Goal of the exercise:
Arrange the listing, from its start through the line that contains "box: [9, 456, 501, 658]", as a Markdown table with the columns Row and Line. Number each line in Row, skip blank lines, and leave the pictures out.

Data for this exercise:
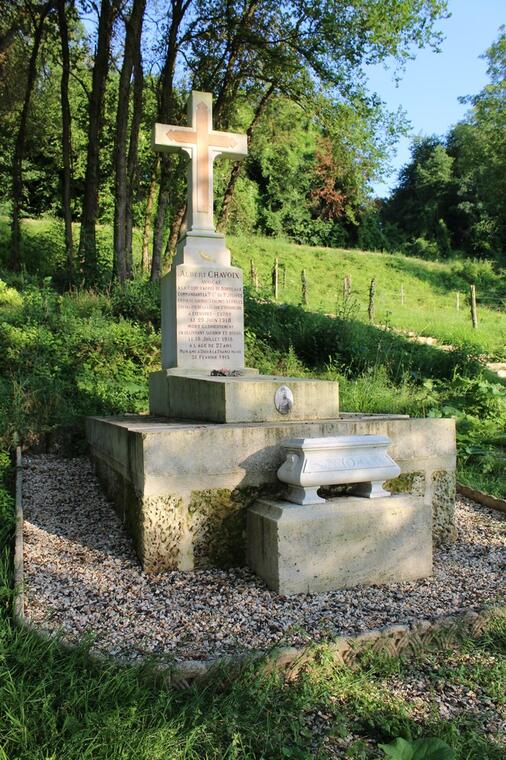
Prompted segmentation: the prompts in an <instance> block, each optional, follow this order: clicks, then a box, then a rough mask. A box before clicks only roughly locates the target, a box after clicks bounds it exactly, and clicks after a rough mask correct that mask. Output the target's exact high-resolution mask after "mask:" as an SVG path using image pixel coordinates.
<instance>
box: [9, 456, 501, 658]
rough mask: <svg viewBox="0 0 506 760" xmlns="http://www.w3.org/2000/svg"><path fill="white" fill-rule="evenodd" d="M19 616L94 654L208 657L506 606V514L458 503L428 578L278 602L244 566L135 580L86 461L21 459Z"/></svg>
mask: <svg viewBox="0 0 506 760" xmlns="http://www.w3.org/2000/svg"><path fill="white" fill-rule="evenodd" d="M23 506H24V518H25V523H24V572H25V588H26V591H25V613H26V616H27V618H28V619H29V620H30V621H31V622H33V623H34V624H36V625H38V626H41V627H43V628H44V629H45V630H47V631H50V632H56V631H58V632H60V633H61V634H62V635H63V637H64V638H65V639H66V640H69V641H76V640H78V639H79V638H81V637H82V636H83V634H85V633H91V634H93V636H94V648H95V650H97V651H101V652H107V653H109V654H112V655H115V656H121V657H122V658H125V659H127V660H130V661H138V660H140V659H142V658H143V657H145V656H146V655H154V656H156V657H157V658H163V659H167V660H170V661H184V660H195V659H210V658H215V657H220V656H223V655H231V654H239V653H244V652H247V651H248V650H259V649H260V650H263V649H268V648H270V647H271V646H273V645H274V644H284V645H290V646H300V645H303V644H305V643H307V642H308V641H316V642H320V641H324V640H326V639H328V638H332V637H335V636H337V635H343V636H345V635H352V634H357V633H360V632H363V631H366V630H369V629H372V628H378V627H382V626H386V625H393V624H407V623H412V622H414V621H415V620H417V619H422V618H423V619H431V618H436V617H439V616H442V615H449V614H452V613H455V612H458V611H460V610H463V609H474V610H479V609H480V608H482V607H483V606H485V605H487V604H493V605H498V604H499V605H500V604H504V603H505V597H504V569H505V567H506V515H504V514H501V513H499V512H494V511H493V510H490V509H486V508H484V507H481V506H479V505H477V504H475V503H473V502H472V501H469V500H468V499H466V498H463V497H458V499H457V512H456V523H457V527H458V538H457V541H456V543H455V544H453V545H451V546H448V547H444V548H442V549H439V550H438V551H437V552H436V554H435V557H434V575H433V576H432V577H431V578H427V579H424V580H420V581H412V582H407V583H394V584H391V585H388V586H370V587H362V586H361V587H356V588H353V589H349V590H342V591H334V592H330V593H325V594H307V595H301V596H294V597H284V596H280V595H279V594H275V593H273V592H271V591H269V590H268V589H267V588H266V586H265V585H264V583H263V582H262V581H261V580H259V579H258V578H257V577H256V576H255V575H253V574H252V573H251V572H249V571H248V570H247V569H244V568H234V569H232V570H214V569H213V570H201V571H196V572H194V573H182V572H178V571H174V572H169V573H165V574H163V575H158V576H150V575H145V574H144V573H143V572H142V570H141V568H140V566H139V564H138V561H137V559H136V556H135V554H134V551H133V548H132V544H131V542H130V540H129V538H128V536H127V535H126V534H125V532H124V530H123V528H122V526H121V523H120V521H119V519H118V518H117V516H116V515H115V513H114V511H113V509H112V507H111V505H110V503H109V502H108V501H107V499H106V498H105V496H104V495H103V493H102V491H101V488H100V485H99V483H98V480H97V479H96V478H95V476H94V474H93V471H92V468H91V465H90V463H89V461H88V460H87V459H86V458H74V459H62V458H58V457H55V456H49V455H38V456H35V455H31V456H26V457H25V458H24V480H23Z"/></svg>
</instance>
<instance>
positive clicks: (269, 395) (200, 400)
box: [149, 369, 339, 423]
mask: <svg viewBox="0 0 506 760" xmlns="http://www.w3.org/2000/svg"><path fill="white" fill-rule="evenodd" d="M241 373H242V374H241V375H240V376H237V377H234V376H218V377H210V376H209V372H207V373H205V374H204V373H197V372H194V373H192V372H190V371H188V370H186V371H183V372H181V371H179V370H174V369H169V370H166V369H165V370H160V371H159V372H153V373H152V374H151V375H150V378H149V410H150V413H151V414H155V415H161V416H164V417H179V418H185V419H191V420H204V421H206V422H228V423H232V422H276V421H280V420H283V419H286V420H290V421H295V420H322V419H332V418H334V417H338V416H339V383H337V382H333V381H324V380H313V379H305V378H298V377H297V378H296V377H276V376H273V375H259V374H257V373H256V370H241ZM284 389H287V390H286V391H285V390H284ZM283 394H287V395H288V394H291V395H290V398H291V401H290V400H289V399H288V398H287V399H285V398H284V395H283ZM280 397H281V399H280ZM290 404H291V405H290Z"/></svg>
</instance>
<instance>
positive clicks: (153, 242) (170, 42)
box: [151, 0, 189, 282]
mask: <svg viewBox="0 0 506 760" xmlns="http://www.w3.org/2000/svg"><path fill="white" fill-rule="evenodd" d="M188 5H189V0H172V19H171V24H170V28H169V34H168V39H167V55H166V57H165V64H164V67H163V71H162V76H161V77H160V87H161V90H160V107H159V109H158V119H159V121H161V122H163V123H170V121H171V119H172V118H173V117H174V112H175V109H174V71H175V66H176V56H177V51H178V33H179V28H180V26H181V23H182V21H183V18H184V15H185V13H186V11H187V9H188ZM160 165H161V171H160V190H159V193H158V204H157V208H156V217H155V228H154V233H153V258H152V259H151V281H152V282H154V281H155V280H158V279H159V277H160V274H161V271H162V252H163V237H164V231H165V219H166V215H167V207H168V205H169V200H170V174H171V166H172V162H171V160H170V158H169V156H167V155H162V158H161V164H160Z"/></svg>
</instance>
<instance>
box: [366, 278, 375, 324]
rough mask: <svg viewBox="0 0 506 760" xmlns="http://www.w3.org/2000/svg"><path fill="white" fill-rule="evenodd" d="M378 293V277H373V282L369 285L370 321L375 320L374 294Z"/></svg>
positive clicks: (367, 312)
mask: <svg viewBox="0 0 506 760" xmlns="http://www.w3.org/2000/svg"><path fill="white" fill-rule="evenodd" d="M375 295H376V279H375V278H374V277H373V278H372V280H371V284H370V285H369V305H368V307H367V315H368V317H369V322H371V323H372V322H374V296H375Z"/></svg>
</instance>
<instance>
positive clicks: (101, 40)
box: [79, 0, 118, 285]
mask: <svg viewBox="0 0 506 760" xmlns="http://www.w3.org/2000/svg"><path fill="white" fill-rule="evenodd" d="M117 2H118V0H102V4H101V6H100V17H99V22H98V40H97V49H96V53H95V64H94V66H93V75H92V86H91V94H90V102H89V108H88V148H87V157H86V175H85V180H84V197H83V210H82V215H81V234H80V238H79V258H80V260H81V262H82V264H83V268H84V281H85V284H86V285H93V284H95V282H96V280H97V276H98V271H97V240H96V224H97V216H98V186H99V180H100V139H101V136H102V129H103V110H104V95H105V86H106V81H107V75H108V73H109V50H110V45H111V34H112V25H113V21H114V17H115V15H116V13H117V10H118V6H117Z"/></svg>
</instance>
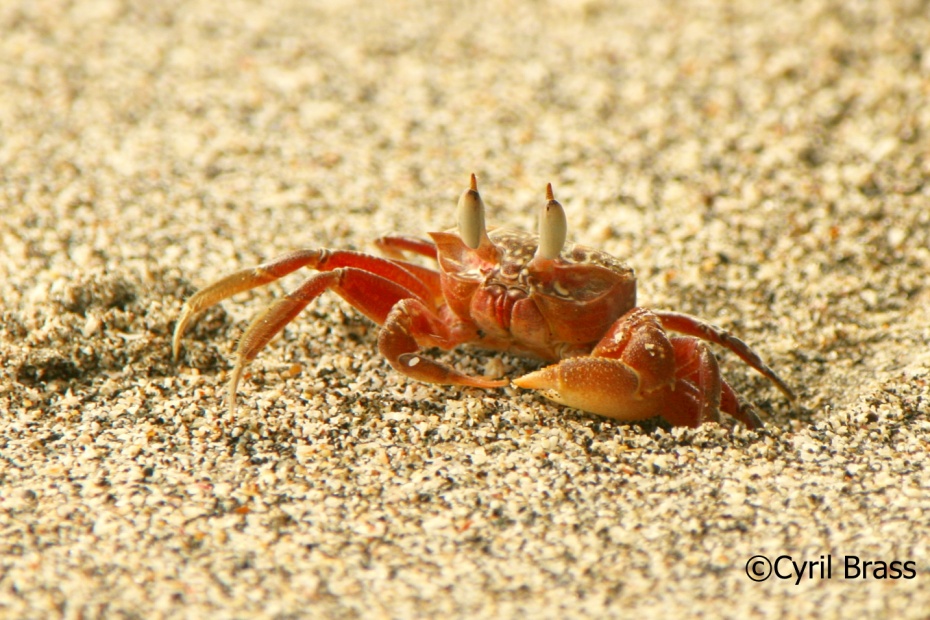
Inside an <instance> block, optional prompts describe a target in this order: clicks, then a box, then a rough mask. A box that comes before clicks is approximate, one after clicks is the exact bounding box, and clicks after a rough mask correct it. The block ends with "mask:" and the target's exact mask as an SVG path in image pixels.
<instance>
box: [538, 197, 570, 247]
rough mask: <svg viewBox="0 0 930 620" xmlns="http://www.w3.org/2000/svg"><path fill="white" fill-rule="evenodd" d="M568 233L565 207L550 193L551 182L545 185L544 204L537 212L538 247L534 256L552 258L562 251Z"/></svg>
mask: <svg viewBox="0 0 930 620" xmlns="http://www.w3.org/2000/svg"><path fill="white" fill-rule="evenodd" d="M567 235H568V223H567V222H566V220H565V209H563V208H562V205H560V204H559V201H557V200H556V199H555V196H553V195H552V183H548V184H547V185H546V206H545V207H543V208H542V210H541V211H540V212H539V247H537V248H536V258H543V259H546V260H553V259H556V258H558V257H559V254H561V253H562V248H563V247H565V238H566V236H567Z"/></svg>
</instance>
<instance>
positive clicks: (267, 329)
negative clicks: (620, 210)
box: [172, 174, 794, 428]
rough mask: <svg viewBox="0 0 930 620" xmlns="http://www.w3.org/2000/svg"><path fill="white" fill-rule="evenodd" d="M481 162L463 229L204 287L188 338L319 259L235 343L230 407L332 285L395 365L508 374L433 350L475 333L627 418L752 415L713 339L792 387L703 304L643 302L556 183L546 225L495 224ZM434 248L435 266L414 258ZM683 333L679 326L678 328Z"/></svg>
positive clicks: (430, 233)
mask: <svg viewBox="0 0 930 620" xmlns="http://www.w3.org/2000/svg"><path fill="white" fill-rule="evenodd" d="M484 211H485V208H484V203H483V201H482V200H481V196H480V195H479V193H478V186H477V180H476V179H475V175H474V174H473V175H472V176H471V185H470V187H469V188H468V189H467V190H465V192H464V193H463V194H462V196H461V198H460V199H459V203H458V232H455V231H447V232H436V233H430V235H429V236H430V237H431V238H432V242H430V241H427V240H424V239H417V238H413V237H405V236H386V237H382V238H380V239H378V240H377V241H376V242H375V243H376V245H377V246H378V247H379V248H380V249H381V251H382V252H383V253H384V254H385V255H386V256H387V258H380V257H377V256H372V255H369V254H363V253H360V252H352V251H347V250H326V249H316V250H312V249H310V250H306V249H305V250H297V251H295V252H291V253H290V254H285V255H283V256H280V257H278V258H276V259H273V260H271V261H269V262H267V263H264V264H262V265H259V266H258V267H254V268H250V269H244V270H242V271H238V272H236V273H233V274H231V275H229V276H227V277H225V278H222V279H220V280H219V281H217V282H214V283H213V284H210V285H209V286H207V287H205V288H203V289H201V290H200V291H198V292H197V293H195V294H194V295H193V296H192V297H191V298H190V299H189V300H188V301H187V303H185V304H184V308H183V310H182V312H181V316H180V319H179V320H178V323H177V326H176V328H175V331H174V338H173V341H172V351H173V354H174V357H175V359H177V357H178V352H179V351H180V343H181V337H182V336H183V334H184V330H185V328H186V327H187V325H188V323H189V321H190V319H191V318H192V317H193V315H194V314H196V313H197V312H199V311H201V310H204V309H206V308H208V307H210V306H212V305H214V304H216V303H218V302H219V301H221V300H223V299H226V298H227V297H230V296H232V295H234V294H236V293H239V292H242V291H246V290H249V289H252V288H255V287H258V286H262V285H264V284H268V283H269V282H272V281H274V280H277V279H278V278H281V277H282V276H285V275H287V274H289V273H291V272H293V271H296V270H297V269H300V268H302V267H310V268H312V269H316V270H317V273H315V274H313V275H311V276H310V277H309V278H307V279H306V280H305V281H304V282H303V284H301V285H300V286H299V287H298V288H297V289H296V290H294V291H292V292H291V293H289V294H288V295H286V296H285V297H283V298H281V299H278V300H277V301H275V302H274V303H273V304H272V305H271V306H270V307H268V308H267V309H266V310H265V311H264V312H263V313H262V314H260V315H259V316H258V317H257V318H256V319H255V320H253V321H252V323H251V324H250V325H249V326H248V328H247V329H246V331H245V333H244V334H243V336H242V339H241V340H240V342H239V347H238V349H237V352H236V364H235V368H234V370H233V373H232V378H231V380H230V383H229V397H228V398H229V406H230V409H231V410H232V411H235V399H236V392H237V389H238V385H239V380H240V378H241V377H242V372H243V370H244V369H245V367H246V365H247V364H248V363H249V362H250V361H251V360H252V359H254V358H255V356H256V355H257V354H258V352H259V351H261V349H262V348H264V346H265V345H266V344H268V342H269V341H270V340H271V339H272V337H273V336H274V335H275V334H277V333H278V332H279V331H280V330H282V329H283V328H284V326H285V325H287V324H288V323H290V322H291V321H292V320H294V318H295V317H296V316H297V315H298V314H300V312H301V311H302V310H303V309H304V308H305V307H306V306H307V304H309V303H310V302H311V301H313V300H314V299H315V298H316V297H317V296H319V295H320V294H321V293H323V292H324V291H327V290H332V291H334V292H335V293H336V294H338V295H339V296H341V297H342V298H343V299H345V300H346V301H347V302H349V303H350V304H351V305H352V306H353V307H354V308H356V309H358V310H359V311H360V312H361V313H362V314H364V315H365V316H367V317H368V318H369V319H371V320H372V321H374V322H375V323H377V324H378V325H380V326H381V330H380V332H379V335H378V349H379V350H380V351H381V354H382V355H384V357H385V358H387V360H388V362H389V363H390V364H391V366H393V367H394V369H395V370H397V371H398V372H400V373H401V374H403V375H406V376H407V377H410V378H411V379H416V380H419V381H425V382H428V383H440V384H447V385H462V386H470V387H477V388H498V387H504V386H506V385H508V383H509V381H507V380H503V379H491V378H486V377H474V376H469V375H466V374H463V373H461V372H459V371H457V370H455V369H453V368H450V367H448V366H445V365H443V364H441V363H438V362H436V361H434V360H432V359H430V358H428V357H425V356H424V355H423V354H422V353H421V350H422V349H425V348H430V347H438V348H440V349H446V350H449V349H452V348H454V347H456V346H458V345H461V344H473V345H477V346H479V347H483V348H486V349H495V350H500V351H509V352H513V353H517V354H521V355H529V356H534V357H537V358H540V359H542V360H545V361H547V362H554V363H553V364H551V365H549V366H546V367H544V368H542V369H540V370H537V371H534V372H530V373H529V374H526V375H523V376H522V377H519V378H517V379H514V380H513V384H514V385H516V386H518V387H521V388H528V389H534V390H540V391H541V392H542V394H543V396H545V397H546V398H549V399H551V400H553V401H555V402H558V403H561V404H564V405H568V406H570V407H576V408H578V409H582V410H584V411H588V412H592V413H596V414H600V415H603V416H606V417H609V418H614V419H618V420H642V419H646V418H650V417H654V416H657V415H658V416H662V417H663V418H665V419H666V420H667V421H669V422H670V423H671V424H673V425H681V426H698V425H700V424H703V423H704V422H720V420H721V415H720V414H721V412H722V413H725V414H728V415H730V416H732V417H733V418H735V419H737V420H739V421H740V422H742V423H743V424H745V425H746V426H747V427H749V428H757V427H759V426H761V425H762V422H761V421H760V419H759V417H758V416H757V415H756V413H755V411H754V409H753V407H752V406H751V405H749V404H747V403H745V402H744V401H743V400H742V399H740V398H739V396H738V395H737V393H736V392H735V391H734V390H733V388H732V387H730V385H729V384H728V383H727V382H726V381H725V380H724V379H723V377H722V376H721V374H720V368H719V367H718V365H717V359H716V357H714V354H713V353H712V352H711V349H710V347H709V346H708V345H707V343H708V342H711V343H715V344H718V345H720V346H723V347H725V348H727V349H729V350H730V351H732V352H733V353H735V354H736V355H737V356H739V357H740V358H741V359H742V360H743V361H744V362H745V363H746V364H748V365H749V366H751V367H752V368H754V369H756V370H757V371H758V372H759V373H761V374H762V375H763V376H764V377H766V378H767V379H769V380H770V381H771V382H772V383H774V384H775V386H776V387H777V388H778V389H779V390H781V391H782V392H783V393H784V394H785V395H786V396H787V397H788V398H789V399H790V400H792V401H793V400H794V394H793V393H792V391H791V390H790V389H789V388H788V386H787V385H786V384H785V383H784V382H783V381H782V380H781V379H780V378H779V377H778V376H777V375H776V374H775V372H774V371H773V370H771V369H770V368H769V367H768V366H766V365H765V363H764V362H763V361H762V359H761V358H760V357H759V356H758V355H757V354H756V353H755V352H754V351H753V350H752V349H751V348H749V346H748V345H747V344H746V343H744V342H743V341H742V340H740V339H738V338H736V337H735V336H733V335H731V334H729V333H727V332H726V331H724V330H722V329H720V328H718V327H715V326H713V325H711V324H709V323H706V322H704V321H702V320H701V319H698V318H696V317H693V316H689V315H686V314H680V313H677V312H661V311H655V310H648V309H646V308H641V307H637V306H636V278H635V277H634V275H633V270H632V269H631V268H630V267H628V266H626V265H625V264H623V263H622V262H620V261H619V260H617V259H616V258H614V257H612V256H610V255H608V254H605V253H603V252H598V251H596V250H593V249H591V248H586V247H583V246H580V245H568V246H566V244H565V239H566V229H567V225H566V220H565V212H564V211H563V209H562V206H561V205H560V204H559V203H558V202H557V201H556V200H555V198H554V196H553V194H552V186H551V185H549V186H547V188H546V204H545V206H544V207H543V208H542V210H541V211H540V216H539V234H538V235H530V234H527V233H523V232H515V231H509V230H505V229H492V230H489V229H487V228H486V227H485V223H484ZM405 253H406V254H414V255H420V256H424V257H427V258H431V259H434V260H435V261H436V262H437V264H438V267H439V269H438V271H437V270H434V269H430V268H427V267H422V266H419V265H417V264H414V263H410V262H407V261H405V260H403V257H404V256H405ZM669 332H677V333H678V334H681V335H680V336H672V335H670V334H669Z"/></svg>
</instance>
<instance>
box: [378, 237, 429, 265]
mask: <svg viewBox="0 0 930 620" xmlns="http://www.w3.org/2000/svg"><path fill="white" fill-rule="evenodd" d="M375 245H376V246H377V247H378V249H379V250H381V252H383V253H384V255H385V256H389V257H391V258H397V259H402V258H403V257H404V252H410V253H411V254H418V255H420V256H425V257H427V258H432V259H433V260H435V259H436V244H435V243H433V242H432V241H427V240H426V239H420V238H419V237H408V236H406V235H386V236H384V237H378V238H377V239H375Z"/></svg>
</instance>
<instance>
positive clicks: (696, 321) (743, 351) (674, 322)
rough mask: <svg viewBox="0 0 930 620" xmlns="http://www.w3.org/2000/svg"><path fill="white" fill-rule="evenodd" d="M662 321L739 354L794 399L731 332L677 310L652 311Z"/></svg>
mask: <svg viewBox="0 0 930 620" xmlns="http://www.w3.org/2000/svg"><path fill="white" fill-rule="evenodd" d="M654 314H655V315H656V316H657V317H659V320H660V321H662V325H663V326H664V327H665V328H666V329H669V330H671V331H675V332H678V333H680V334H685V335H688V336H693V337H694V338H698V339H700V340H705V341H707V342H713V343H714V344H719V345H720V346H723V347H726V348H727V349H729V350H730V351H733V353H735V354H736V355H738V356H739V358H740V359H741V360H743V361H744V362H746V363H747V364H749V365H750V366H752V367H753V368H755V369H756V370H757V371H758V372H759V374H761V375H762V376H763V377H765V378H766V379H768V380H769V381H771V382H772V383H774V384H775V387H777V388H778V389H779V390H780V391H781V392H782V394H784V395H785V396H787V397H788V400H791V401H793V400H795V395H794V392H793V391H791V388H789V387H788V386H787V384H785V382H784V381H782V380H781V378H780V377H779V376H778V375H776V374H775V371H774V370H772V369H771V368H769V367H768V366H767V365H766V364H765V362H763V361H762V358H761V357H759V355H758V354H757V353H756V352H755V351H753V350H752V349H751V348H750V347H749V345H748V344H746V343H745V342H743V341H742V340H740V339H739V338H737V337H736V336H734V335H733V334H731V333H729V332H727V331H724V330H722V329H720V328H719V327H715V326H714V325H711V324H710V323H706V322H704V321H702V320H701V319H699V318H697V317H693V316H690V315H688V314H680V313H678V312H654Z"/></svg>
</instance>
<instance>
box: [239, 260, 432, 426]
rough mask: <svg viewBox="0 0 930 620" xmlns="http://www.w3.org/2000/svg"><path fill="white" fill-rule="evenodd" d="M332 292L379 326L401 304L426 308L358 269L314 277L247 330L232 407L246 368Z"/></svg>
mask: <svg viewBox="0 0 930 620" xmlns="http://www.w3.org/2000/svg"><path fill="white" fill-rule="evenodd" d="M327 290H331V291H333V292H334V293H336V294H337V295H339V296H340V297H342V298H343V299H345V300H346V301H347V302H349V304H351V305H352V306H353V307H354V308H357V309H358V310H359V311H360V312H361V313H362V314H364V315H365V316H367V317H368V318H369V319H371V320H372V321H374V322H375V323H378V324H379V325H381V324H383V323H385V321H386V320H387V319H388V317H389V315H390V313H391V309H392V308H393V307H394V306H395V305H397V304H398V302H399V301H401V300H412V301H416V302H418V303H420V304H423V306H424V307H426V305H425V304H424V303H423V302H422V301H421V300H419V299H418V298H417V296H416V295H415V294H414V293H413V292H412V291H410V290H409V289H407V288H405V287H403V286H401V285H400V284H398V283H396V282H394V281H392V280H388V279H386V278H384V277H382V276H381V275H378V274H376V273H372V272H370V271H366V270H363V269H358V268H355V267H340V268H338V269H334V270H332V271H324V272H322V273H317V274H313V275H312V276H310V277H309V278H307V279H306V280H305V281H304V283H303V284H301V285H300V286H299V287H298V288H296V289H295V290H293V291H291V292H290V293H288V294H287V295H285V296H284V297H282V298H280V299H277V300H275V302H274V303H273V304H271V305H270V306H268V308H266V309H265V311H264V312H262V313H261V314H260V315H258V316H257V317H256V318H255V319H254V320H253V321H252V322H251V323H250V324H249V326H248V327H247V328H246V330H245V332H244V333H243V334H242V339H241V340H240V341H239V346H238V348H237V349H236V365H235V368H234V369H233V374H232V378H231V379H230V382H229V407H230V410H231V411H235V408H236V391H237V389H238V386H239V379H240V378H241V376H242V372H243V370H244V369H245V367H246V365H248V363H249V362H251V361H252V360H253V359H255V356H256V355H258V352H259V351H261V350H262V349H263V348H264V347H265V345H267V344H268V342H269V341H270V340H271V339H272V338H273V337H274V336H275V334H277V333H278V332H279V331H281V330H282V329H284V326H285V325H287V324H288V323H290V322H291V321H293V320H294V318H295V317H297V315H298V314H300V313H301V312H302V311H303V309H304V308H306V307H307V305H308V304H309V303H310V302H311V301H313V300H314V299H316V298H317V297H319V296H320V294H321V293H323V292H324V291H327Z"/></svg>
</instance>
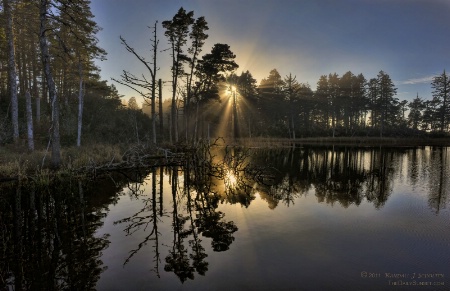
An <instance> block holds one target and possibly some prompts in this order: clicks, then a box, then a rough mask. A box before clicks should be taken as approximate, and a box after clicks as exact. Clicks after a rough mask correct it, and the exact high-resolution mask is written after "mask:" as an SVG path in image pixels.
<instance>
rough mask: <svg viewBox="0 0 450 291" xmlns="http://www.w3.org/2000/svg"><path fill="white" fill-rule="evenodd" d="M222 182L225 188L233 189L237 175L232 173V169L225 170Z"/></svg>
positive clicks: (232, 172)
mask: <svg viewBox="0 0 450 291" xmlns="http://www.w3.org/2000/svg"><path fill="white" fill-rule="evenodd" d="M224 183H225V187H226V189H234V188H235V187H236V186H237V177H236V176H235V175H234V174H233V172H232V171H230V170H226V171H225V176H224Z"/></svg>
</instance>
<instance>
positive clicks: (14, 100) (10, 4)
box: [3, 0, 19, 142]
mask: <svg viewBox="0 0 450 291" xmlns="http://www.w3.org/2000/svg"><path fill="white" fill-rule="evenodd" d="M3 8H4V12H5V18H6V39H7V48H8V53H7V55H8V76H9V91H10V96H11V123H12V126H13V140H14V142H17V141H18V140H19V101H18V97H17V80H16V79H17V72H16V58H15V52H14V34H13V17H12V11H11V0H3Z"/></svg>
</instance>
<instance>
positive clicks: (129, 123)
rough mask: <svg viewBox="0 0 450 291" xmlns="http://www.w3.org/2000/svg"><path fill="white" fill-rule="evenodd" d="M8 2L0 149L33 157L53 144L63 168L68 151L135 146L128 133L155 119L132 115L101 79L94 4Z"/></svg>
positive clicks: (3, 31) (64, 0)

Task answer:
| Row | Line |
|---|---|
| 1 | Prompted segmentation: the prompts in an <instance> block, each optional, follow this order: clicks, then a box, then a rough mask. A box before clicks only roughly locates the target, a box after clicks bounds it exactly, and clicks after a rough mask correct that mask. Output the target's exact high-resolution mask after "mask:" as an SVG path using image pixel coordinates. |
| 2 | <instance> |
| 3 | box: [9, 456, 501, 658] |